A garden is where we prepare the ground by banishing “weeds;” amend, dig and turn the soil by exposing it and sterilizing it and wearing out our backs; spend money protecting the area with fences, animal repellents, insecticides and herbicides; buy bags and bags of expensive manure, peat, top soil and mulching materials; spend more money buying plants, often without particular regard to whether they’re native to our area and with no idea or interest in how they grow in the wild; and plant them in solitary confinement, carefully spacing them out in sad little oases amid the mulch. We do not give them appropriate companions or communities, allow them to build a family around themselves or allow them to make the contributions they were evolved to make to other plants and wildlife.
We hold gardens to our own standards of neatness, cleanliness, obedience and beauty. We cut and tidy away brown leaves and spent blossoms lest they offend the eye, never imagining we’re depriving our plants of the free food they were evolved to need. We plant to please our color and variety preferences, never asking ourselves or bothering to find out what those particular plants need in order to be happy. We never imagine ourselves a shrew, or a chipmunk, or a grasshopper, and it doesn’t occur to us to lie on the ground with our chins in the dirt and appreciate the complex layers of plant life covering it. The only view we consider is the one from above, and the only layer we see from that vantage point is the top one.

◆ QUESTIONS ON THE MATERIAL:
1. List the standards to which, according to the gardening passage, we hold gardens.
2. According to the gardening passage, which layer of plant life do we see from the only view we consider?
3. Condense the paragraph of the gardening passage that begins "We hold gardens to our own standards" into a brief list, keeping its main facts.
Rely solely on the gardening passage.

◆ GIVEN RECORDS:

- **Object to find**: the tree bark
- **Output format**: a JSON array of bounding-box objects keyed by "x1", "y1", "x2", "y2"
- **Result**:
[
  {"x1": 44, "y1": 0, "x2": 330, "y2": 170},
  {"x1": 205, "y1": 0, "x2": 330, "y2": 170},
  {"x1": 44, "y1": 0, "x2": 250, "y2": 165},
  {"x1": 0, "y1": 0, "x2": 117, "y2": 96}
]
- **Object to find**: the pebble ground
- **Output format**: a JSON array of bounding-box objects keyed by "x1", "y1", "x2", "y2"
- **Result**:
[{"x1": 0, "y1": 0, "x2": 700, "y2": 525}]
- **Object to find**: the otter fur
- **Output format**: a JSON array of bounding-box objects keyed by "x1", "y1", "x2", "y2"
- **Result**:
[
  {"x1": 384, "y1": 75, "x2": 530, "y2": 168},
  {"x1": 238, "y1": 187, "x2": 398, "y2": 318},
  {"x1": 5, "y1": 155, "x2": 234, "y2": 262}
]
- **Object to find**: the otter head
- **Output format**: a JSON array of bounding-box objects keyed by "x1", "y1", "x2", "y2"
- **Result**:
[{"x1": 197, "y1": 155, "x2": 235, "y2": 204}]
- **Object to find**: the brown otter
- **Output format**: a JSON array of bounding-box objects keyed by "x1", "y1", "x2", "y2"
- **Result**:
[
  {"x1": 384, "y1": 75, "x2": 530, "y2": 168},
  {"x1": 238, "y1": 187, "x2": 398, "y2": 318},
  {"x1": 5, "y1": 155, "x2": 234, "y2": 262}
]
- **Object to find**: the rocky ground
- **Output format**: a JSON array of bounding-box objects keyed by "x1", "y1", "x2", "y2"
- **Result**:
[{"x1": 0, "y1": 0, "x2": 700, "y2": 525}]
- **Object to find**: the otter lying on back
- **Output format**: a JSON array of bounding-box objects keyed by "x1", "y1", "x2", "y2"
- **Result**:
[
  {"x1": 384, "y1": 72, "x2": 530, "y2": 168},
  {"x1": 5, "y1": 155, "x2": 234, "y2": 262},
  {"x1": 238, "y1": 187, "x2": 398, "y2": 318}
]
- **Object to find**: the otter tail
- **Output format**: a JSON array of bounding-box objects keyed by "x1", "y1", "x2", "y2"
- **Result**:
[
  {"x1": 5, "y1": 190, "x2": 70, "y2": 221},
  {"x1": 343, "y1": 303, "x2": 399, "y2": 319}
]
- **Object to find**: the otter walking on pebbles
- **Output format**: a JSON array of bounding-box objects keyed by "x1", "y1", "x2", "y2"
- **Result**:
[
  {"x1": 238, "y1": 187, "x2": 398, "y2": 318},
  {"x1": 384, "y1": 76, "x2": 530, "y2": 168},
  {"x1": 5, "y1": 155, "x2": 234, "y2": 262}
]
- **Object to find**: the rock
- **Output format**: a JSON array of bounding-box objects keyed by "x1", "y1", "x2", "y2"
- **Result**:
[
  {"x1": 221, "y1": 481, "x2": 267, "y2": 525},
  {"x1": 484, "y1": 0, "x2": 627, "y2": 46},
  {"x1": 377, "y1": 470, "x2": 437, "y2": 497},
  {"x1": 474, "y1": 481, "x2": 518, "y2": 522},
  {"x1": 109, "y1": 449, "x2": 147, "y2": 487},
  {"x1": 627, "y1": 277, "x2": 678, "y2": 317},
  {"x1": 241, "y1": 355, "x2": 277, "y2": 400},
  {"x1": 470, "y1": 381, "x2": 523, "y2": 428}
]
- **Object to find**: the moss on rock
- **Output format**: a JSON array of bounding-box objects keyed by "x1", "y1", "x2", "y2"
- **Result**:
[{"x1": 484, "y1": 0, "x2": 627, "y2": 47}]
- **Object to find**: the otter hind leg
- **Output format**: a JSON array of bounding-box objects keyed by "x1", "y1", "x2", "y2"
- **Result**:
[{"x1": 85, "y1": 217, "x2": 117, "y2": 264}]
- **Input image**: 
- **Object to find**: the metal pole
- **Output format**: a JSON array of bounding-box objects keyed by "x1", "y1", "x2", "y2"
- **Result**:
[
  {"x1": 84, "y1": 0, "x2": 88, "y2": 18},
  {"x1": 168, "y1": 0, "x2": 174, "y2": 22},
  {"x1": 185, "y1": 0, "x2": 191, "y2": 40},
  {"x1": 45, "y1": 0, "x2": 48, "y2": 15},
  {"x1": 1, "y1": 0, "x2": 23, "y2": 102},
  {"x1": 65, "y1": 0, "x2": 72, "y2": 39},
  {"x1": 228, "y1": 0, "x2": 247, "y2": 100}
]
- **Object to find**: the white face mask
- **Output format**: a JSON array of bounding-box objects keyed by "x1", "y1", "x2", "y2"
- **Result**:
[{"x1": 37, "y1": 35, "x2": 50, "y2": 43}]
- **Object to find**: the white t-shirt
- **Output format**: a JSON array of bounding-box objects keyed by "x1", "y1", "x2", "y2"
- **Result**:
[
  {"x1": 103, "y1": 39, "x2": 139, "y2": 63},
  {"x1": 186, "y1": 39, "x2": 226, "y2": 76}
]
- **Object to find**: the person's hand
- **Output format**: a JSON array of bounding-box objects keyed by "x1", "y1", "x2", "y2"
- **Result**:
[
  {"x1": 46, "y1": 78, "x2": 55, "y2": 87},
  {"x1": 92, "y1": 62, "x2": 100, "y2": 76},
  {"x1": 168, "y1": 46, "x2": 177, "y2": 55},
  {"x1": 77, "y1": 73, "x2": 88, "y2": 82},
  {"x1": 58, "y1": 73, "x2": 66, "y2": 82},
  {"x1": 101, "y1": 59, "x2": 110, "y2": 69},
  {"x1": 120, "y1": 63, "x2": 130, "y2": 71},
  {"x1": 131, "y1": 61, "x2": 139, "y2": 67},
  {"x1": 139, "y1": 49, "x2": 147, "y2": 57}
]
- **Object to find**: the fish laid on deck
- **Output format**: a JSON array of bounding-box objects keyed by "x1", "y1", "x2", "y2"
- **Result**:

◆ RESPONSES TO THE TASKS:
1.
- Neatness
- Cleanliness
- Obedience
- Beauty

2. The top one, seen from above.

3.
- We hold gardens to our own standards of neatness, cleanliness, obedience and beauty.
- We remove brown leaves and spent blossoms for appearance's sake, depriving plants of the free food they evolved to need.
- We plant according to our color and variety preferences without learning what the plants need to be happy.
- We never imagine ourselves as a shrew, chipmunk or grasshopper, or lie on the ground to appreciate the complex layers of plant life.
- We consider only the view from above, which shows only the top layer.